Part of a data file:
╭──
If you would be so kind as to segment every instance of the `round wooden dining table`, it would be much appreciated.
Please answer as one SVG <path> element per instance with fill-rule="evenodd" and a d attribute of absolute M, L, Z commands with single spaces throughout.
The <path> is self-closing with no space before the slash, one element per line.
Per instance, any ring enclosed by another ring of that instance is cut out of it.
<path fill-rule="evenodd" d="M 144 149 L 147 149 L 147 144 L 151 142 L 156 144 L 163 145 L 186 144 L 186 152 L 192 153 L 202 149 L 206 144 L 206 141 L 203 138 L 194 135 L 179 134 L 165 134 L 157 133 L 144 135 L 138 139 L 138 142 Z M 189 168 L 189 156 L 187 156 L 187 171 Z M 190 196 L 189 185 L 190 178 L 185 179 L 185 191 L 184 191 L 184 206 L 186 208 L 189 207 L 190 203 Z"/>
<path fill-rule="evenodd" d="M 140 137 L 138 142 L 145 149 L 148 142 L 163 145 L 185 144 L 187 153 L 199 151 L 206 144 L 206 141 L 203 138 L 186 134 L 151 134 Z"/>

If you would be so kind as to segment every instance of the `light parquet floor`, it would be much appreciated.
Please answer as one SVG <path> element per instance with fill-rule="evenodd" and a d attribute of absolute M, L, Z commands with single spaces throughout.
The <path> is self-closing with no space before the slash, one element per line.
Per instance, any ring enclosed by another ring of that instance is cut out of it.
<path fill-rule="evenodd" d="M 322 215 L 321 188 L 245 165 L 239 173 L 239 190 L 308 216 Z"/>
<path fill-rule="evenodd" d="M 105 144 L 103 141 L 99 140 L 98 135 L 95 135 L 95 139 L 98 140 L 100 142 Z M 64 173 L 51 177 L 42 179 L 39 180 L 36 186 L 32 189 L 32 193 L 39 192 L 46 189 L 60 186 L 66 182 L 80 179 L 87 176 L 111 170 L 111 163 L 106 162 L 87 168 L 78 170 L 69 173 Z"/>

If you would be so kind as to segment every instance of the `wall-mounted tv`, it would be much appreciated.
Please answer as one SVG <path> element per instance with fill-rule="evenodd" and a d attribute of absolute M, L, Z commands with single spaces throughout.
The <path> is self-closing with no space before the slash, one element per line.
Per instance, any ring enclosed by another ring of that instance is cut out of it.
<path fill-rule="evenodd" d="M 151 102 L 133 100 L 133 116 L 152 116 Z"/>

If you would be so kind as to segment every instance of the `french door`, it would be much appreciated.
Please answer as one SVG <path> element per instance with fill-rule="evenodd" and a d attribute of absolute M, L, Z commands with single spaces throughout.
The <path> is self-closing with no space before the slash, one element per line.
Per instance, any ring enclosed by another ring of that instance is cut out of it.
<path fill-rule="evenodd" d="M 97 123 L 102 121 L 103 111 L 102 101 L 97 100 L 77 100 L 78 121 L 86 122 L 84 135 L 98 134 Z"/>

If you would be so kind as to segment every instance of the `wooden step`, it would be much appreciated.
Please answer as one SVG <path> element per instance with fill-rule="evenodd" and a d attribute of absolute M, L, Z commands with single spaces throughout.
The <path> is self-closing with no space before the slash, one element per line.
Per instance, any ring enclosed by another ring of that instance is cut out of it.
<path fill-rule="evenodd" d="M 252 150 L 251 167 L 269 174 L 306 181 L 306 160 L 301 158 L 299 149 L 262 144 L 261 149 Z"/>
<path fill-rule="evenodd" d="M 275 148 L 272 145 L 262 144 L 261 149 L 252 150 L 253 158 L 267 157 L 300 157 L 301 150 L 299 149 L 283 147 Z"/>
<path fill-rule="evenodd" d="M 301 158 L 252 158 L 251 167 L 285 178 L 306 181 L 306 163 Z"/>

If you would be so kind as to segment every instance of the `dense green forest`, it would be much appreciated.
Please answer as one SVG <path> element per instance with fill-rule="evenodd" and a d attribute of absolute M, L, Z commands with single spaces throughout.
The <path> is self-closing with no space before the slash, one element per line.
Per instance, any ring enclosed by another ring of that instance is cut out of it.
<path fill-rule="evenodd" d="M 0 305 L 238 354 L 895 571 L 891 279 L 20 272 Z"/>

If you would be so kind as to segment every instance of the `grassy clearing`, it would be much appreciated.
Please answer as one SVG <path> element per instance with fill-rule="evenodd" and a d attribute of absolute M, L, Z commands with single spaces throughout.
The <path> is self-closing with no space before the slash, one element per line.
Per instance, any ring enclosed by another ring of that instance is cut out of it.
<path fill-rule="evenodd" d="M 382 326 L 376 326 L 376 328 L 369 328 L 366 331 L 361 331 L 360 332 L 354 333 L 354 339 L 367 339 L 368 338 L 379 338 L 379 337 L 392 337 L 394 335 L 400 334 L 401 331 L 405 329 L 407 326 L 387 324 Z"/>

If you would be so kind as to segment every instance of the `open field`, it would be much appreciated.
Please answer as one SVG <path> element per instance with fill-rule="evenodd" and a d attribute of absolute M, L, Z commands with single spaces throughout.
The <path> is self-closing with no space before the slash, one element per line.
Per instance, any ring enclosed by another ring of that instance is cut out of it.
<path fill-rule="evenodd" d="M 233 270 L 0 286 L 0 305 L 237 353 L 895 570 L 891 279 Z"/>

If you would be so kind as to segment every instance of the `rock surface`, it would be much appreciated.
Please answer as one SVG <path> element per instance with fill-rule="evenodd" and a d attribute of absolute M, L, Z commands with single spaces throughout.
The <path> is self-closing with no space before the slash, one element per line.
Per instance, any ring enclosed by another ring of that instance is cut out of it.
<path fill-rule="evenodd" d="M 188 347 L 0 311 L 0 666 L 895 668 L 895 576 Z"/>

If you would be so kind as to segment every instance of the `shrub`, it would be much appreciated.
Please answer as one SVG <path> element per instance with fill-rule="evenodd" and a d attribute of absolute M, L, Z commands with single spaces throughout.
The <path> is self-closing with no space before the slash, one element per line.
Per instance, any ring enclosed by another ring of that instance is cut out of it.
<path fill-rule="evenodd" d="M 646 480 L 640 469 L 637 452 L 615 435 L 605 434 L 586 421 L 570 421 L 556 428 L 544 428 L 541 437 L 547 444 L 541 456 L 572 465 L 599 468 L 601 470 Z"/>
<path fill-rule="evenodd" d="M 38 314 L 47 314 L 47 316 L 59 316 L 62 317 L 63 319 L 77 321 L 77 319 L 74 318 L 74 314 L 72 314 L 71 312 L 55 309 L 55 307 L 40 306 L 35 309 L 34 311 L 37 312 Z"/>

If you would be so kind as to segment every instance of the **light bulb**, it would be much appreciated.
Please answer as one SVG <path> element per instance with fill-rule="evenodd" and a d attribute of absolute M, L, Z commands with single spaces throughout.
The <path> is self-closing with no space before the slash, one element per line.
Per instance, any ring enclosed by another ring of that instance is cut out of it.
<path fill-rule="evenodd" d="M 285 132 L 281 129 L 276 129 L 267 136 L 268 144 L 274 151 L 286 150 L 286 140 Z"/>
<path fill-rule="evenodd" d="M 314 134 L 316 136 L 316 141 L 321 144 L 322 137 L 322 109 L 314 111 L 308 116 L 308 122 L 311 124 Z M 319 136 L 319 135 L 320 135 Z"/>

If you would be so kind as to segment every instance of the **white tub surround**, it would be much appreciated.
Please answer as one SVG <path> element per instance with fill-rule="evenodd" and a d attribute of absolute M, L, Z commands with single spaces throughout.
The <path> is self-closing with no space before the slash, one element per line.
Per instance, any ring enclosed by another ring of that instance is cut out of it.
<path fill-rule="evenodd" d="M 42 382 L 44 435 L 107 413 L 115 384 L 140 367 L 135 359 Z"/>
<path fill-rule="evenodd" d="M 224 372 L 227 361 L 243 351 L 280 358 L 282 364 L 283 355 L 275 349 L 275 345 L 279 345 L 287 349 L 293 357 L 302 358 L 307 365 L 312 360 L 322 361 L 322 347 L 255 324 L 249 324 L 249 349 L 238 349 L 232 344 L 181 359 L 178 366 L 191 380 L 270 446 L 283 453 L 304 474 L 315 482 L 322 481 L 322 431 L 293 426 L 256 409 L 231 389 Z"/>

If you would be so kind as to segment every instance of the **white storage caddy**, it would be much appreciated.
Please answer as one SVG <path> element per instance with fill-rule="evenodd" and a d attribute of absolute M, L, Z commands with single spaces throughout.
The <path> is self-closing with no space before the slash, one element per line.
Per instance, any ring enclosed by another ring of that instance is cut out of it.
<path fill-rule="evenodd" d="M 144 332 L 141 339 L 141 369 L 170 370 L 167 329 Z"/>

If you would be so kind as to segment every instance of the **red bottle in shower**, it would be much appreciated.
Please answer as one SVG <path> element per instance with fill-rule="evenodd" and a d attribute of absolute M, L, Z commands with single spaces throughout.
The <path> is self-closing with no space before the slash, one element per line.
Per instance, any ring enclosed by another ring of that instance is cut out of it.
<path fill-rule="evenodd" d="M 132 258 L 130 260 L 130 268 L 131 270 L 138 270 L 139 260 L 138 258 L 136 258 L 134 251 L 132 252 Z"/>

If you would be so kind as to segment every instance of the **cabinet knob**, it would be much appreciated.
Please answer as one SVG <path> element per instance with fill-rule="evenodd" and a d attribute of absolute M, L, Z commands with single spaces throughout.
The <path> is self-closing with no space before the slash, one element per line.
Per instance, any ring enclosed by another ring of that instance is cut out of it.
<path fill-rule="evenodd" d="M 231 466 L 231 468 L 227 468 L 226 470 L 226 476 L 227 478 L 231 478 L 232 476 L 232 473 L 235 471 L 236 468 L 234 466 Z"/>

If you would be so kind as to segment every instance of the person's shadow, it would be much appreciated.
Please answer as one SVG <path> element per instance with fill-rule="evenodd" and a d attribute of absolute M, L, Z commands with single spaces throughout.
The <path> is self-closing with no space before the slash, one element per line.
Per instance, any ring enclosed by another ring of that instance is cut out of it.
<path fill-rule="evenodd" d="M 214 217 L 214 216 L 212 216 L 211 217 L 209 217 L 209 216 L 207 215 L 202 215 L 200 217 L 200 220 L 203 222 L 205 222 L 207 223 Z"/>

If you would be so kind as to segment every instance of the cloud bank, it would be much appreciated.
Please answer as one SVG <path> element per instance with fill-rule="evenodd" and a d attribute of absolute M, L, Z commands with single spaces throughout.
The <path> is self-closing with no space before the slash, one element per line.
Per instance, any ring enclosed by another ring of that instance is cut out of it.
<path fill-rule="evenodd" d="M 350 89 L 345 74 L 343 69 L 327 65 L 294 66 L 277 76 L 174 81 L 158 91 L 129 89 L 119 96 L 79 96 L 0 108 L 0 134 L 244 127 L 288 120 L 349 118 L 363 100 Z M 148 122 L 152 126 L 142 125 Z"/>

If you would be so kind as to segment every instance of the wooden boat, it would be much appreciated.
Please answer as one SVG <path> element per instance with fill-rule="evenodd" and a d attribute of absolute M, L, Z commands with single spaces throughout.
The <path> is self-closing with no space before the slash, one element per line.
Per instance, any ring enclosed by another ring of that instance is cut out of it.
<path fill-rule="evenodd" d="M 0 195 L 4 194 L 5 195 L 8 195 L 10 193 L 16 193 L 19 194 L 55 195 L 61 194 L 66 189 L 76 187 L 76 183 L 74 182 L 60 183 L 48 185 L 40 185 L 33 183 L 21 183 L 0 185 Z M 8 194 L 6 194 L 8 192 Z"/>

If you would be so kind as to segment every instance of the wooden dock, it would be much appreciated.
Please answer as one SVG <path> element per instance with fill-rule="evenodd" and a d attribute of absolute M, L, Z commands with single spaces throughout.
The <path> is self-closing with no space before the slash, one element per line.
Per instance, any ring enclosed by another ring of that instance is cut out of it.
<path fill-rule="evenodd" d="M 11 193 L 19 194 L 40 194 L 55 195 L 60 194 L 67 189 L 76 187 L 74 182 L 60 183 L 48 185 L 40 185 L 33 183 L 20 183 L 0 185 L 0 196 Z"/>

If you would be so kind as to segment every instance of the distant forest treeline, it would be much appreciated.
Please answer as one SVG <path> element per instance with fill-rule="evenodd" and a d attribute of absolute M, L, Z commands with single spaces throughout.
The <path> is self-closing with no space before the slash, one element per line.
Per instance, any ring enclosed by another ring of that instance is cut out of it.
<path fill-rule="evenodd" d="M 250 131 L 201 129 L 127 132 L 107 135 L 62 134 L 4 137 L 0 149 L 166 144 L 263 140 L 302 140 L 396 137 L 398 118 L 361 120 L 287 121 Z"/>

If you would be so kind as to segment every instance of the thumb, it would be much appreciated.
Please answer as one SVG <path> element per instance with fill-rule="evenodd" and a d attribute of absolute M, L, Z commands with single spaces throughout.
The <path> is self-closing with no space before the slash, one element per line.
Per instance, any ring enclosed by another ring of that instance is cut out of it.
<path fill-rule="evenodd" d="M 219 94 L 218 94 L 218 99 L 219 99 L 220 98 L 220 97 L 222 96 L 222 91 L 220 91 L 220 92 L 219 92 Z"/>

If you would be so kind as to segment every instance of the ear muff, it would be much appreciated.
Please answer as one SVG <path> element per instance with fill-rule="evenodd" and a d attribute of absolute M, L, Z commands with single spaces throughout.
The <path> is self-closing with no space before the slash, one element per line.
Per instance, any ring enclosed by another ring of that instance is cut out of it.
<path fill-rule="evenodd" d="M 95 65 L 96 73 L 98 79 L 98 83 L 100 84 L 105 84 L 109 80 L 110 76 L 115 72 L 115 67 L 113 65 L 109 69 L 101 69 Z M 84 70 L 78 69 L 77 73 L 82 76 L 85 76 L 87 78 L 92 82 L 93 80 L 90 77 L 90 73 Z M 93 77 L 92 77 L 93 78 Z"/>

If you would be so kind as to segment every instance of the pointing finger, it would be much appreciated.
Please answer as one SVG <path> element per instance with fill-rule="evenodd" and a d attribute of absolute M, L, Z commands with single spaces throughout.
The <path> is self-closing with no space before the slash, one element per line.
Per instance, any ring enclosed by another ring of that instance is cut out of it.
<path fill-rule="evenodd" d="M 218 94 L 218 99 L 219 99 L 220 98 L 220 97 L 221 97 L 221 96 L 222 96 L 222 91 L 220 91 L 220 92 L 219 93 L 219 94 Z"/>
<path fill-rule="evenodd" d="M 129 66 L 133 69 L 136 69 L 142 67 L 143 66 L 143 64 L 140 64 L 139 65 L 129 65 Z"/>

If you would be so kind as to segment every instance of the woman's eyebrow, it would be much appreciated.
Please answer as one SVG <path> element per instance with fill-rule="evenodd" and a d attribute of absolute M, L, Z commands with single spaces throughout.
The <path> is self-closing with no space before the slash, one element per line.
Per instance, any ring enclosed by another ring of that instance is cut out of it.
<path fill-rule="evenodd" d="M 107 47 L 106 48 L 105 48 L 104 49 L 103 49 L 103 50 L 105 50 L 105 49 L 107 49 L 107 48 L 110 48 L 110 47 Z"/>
╰──
• [Task description]:
Render the rows as a numbered list, omitting blank lines, beginning at the line containing "caddy**, it would be much appreciated." and continuing through the line containing "144 332 L 141".

• [Final result]:
1. If you would be so kind as to segment every instance of the **white storage caddy**, it would be much appreciated.
2. Please answer as one SVG <path> element per instance with fill-rule="evenodd" and a d attribute of absolute M, L, Z commands with single spaces throughout.
3. The <path> is self-closing with no space before the slash, one element per line.
4. Per instance, any ring enclosed by another ring of that instance is cut out of it.
5. <path fill-rule="evenodd" d="M 144 332 L 141 339 L 141 369 L 170 370 L 167 329 Z"/>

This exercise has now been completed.